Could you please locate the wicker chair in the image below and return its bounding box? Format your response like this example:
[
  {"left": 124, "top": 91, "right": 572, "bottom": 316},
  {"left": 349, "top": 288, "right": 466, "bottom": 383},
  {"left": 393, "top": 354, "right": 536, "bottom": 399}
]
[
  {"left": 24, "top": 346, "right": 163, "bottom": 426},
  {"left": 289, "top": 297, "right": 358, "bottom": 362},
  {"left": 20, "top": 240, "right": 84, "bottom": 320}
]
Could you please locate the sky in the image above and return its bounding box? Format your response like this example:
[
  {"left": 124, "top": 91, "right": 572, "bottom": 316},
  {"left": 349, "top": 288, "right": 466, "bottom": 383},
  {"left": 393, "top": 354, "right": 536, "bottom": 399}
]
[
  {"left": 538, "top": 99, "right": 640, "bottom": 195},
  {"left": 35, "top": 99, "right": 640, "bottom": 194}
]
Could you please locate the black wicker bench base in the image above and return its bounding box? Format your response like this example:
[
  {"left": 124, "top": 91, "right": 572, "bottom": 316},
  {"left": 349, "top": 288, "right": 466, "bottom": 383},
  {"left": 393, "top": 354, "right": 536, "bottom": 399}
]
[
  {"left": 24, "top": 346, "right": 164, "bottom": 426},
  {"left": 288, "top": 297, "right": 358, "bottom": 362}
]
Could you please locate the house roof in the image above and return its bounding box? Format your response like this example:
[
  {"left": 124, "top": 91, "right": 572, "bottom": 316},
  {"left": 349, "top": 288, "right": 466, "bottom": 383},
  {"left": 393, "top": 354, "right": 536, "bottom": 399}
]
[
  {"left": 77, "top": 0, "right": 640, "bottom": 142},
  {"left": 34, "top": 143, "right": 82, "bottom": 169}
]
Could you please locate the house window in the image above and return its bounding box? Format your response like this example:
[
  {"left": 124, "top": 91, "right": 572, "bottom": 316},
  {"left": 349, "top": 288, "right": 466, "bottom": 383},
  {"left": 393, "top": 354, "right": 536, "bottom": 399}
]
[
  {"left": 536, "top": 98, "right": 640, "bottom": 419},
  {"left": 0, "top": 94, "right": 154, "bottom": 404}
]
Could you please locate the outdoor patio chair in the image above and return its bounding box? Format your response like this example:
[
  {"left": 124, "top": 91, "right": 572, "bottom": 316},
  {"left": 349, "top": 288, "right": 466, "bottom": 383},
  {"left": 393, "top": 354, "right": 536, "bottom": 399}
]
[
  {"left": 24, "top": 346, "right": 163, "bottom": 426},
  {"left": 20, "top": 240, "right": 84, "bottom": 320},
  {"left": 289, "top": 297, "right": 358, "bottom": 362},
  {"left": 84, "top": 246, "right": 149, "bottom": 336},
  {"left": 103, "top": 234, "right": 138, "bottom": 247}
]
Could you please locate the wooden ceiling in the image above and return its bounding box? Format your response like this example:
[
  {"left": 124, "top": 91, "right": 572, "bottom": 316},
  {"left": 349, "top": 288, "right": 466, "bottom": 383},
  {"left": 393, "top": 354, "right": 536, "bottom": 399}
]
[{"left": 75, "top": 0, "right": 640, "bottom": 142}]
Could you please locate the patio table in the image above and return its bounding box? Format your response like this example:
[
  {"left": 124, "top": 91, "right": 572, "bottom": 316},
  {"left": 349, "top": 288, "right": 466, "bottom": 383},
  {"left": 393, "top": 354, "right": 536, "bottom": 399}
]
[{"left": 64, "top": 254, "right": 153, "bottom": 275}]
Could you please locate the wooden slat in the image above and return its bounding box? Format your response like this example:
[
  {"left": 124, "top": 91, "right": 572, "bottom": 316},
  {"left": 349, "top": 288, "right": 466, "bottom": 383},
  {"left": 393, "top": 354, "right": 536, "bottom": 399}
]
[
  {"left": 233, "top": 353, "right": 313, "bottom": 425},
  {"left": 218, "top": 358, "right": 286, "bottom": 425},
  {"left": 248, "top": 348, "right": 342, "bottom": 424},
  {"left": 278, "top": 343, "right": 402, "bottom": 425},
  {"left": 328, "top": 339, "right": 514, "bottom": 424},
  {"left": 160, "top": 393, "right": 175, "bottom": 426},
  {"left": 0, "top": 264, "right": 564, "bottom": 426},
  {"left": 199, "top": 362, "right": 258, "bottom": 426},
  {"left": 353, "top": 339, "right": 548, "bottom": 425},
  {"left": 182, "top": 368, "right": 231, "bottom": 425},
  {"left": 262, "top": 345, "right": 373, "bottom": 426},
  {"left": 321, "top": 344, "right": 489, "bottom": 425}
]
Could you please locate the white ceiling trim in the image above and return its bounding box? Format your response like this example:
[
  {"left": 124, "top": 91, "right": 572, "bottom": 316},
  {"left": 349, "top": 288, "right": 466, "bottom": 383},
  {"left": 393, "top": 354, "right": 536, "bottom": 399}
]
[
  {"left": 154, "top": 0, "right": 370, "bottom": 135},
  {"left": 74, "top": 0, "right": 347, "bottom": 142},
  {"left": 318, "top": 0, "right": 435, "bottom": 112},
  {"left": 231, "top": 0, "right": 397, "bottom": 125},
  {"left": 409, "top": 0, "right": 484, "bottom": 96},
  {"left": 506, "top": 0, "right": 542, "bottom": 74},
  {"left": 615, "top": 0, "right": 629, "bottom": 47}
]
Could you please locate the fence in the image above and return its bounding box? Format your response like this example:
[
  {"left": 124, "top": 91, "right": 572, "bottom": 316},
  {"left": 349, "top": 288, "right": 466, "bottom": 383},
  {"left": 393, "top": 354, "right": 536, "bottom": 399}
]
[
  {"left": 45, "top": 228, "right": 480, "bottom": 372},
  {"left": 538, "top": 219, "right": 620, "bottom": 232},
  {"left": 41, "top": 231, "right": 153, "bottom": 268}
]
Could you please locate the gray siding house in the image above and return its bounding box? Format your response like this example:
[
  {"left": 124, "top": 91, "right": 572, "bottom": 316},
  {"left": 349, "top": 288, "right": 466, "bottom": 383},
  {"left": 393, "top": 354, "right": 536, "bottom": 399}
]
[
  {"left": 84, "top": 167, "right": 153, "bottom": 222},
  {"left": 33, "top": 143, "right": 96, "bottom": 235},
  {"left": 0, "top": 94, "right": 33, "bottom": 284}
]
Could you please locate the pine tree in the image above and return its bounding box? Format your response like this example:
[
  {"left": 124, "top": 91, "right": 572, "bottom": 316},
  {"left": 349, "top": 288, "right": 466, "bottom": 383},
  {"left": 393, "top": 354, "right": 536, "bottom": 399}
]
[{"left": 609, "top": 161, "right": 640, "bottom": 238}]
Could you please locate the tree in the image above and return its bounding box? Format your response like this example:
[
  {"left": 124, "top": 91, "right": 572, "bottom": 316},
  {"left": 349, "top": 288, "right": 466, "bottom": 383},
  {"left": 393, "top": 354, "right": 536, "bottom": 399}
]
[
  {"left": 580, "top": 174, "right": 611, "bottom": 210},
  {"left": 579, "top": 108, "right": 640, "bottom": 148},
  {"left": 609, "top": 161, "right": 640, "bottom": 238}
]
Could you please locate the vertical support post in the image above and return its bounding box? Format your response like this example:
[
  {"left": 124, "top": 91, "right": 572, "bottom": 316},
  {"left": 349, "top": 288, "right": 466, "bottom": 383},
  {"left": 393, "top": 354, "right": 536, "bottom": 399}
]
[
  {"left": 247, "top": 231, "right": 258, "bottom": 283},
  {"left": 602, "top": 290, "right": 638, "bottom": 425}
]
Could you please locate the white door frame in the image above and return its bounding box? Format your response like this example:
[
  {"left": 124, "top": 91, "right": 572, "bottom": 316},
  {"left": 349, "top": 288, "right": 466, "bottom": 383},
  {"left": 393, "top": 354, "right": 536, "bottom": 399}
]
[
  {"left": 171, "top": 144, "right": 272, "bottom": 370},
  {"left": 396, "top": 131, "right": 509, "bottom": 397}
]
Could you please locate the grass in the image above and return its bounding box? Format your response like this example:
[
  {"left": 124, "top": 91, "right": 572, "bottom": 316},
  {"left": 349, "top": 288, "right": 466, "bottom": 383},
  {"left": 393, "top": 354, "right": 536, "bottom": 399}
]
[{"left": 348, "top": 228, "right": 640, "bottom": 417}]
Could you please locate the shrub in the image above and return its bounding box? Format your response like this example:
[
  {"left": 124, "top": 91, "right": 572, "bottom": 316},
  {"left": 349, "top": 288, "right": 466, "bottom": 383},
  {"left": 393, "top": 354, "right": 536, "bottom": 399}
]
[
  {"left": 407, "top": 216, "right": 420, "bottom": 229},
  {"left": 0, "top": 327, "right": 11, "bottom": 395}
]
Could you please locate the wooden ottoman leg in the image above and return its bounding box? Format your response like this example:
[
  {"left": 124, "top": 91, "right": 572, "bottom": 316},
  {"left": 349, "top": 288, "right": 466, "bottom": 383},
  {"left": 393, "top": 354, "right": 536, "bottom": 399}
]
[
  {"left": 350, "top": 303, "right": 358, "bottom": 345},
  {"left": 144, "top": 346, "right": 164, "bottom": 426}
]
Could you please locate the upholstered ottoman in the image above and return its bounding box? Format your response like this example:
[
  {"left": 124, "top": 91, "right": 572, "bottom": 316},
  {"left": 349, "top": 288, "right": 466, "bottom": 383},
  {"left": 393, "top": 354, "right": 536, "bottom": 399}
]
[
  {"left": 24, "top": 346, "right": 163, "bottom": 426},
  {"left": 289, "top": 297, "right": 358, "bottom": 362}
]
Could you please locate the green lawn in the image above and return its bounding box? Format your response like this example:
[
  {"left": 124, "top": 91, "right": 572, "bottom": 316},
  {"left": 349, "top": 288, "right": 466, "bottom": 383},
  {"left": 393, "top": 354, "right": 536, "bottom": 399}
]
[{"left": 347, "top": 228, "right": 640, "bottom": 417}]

- _Written exercise_: Reproduce word for word the lines from the one containing "Could you please locate the green" through the final line above, including both ends.

- _Exercise result_:
Could you please locate the green lawn in the image above and return its bounding box? Format your response like this example:
[
  {"left": 124, "top": 91, "right": 572, "bottom": 316},
  {"left": 349, "top": 288, "right": 466, "bottom": 383},
  {"left": 393, "top": 354, "right": 536, "bottom": 399}
]
[{"left": 347, "top": 228, "right": 640, "bottom": 417}]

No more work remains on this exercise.